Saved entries
________________________

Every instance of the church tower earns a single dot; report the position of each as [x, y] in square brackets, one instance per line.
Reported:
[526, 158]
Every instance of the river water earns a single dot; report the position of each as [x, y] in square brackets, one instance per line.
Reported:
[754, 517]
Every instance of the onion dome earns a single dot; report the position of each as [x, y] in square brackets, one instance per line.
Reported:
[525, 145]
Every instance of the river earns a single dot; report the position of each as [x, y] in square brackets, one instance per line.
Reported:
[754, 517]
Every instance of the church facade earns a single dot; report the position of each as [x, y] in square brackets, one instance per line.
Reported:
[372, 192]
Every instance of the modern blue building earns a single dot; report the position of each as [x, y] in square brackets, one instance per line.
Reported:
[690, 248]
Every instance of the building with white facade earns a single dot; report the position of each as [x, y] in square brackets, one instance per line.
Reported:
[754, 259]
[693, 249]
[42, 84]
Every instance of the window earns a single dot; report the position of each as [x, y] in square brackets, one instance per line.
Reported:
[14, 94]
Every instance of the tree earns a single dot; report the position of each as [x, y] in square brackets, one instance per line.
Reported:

________________________

Can you output all of the data above as a numbered list, leaving out any blank lines?

1. Every instance of the church tower earns a single dot; report the position of each as [x, y] in square brackets, one instance per line.
2. Reported:
3. [526, 158]
4. Every instance of the river water earns a single dot; report the position of each as [x, y] in square brackets, one instance per line.
5. Reported:
6. [754, 517]
7. Every instance of the onion dome earns a single dot; report the position of each as [x, y] in square brackets, one instance per line.
8. Reported:
9. [525, 145]
10. Every instance of the river earns a single dot; report the position of each as [x, y] in square brackets, one instance per line.
11. Reported:
12. [754, 517]
13. Every instance of the church facade earns a single dot; report the position of each as [x, y] in square brackets, one instance per line.
14. Reported:
15. [372, 192]
16. Every instance of the modern blue building earns a single dot; report the position of each as [x, y] in square brackets, one instance per line.
17. Reported:
18. [690, 248]
19. Every instance of the building with white facade earns a single dot; report the position of each as [x, y] in square brackets, one instance per line.
20. Reported:
21. [754, 259]
22. [693, 249]
23. [42, 84]
24. Every instance of the window earns a single dot; report the position of each as [x, y] in square brackets, one instance per line.
25. Reported:
26. [14, 94]
27. Every instance of the tree earns a single dot; report the position of each as [x, y] in square brackets, one instance per line.
28. Reported:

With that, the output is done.